** Action item **
Decide whether each statement below agrees with the commentary on the McDonnell prosecution. Answer yes or no for each and quote the words of the commentary that settle it.
(a) Federal prosecutors claimed there were five instances of official conduct.
(b) The federal bribery statute ordinarily applies to state officials.
(c) Bribery of state officials is usually a federal matter.

Arriving at that conclusion requires not interpretation but invention. The Court replaces a vague criminal standard that Congress adopted with a more narrow one (included within the vague one) that can pass constitutional muster. I know of no precedent for such “paring down,”[fn3] and it seems to me clearly beyond judicial power. * * *

I certainly agree with the Court that we must, “if we can,” uphold, rather than “condemn,” Congress’s enactments, ante, at 38. But I do not believe we have the power, in order to uphold an enactment, to rewrite it. Congress enacted the entirety of the pre-McNally honest-services law, the content of which is (to put it mildly) unclear.

This was the legal landscape that existed when the feds began their prosecution of McDonnell. Because now the honest-service fraud statutes were limited to bribery and kickbacks, the feds imported the bare essentials of the federal bribery statute, which ordinarily only applies to federal officials. This meant they could win if they showed McDonnell received something in exchange for an official act. Although they had no trouble figuring out the things that both McDonnells received from Williams, the official acts aspect of the case required more, um, creative thinking.

The federal prosecutors argued that there were five instances of official conduct. This conduct was arranging meetings, asking questions, and attending events. That’s some really light work for $175,000, but that was the prosecution’s case.

In essence, the honest services fraud here was the former Governor did the types of symbolic and political things he ordinarily does, but he would not have otherwise have done those innocuous things for Williams but for the gifts Williams gave. While that’s probably true, the larger question of whether those small deeds should be considered official acts, particularly in the honest services context.

Putting aside the obvious federalism question that the Supreme will probably drive over like a pathetic speed bump, there is a real question about whether receiving gifts that caused a politician to give special access to and social favors should be criminal. After all, if you have a political system, then you have to accept politics will necessarily happen. As one amici writes, these actions are extremely common and without greater statutory guidance there is almost limitless discretion to prosecute any politician.

In that regard, the state AGs argue further that an ‘official act’ must require official action on a particular matter.  And that some level of formality is required rather than merely attending a meeting. Plus, presumably it would need to be a meaningful action. Another example that comes to mind are politicians giving honorary titles and appointments, such as a Nebraska Navy Admiral or meaningless proclamations to donors.  Under the federal prosecutor’s theory such an act could be honest-services fraud.

Moreover, as McDonnell points out, the honest services statute does not, itself, define or require official acts, which come from a statute that does not apply to state actors. So, to prosecute this conduct, the federal prosecutors borrow a vague term from an inapplicable statute to satisfy the Supreme Court’s judicial re-write of a different, otherwise unconstitutionally vague statute. All to protect the people of Virginia from the harm they themselves do not believe they suffered. America, what a country!

Bribery of state officials is usually a state matter. While it’s entirely understandable that the federal government would want to prosecute corrupt officials in addition to the state, it’s much more difficult to understand federal prosecutions in spite of the state. This is especially so if there is no harm to the federal government, e.g. the misuse of federal funds. Sometimes the states make policy decisions with which the feds or other states do not agree, and the offended governments are powerless to do anything about it. But that’s not a bug of the federal system; it’s a feature.

** Supplied records **
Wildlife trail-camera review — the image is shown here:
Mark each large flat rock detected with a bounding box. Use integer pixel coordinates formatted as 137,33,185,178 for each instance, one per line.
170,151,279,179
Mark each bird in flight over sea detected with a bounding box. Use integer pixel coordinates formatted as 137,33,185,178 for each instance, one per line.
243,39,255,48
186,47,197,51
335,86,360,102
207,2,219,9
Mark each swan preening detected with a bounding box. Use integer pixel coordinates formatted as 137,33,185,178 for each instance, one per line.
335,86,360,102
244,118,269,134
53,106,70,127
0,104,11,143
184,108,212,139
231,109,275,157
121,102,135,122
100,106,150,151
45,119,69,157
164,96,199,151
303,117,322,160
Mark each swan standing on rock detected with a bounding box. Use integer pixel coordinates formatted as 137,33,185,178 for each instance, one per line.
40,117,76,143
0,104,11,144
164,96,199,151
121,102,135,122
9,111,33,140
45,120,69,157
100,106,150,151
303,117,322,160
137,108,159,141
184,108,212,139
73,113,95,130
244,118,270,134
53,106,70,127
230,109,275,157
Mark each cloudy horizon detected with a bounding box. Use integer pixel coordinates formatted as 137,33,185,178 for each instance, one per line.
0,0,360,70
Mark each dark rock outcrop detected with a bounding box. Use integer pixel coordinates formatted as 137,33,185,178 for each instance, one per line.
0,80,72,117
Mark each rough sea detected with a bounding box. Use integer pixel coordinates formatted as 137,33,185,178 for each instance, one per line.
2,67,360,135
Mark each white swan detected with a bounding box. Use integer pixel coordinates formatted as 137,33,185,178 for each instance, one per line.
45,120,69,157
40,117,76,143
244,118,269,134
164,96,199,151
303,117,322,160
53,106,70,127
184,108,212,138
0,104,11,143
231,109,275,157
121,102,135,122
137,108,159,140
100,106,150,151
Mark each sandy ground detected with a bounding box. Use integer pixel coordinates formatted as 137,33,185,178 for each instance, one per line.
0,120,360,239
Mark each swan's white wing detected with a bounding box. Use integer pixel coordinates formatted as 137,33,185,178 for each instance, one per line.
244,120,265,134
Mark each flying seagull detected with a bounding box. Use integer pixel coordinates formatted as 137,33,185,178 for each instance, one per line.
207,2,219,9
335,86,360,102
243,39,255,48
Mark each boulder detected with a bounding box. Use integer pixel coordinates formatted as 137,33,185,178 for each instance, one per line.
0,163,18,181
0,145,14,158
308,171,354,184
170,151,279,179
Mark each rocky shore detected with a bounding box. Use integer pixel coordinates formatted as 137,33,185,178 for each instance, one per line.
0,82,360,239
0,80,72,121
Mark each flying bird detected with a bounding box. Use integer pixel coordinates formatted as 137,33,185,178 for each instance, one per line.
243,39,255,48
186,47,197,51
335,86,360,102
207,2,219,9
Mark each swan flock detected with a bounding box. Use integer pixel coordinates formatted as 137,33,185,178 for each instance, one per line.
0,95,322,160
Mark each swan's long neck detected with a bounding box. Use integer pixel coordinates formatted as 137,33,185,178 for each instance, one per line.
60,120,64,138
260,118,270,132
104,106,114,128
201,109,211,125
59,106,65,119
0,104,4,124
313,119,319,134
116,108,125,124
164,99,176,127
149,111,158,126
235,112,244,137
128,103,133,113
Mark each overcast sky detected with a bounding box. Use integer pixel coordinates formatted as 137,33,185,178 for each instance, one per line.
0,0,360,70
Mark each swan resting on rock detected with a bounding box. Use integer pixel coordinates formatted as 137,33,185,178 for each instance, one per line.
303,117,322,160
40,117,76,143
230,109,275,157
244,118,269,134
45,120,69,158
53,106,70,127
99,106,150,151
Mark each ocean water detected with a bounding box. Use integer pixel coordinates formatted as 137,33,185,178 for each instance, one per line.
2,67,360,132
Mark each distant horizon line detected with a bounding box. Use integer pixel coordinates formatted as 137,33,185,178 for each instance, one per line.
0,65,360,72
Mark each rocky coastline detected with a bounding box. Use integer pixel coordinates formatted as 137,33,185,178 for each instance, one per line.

** Result for this exercise **
(a) Yes: "The federal prosecutors argued that there were five instances of official conduct."
(b) No: "which ordinarily only applies to federal officials."
(c) No: "Bribery of state officials is usually a state matter."